Task directions
With the line containing "Locate the small" as the starting point, output the remaining lines of the data exactly as they are, through the last.

Region pointing data
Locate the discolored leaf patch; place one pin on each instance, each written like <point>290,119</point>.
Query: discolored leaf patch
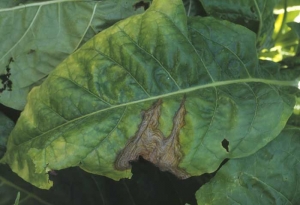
<point>151,144</point>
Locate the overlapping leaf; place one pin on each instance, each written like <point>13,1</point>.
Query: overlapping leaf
<point>36,37</point>
<point>6,126</point>
<point>166,86</point>
<point>257,15</point>
<point>270,176</point>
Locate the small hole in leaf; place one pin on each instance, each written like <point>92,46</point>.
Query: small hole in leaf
<point>225,144</point>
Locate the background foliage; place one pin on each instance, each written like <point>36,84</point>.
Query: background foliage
<point>37,49</point>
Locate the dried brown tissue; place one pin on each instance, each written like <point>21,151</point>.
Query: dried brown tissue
<point>149,142</point>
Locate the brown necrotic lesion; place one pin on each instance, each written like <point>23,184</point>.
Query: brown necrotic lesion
<point>150,143</point>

Result of this exercise
Locate the small hole in leaf; place one pin on each instance, each written like <point>92,46</point>.
Query: small hole in leaf
<point>225,144</point>
Locate the background foliage; place one pin on each instance, each written like <point>36,84</point>.
Query: background foliage
<point>37,49</point>
Locate the dried brown tissue; place one pin on each instance, each written like <point>21,151</point>.
Query: dried brown tissue
<point>149,142</point>
Locate the brown necrotic lesion; place one pin on each instance, each written like <point>23,184</point>.
Query: brown necrotic lesion
<point>150,143</point>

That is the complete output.